* [Given exercise]
Print all of the material below line for line and without alteration, but omit the pictures from your output.

(Rows from a dataset)
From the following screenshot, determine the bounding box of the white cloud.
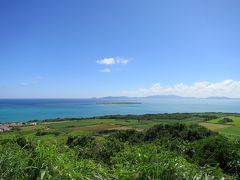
[123,79,240,98]
[19,82,29,86]
[18,76,44,86]
[100,68,111,73]
[97,57,129,65]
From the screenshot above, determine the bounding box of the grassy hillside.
[0,113,240,179]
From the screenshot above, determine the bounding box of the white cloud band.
[97,57,129,65]
[124,79,240,98]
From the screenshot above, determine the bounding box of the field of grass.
[0,113,240,179]
[209,116,240,126]
[200,114,240,138]
[0,113,240,142]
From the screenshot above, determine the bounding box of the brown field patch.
[200,123,232,130]
[65,124,126,131]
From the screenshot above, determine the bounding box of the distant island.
[96,102,142,104]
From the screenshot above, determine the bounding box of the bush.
[0,143,113,179]
[111,144,224,180]
[192,135,240,176]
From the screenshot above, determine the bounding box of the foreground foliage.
[0,123,240,180]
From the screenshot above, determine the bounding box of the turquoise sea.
[0,98,240,123]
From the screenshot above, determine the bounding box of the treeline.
[0,123,240,180]
[29,113,221,122]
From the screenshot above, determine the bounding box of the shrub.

* [Complete response]
From the following screenshot, determine the bounding box of the white cloud.
[123,79,240,98]
[19,82,29,86]
[18,76,44,86]
[100,68,111,73]
[97,57,129,65]
From the screenshot above, determine the bounding box of the grassy hillside.
[0,113,240,179]
From the screenshot above, determine the bounding box of the white cloud band.
[97,57,129,65]
[124,79,240,98]
From the screenshot above, determine the bounding box of the field of grass.
[0,113,240,179]
[209,116,240,126]
[200,114,240,138]
[0,113,240,142]
From the screenshot above, determine the bounding box of the brown field patch.
[200,123,232,130]
[65,124,126,131]
From the screenshot above, determine the bounding box of the distant island.
[96,102,142,104]
From the screenshot above, determine the bounding box of the bush.
[0,143,113,179]
[111,144,224,180]
[192,135,240,176]
From the screenshot above, determine the bounding box of the foreground foliage.
[0,123,240,180]
From the screenshot above, determine the bounding box of the turquoise sea.
[0,98,240,123]
From the screenshot above, determine the bounding box of the treeline.
[0,123,240,180]
[29,113,221,122]
From the screenshot above, determine the bounding box of the shrub.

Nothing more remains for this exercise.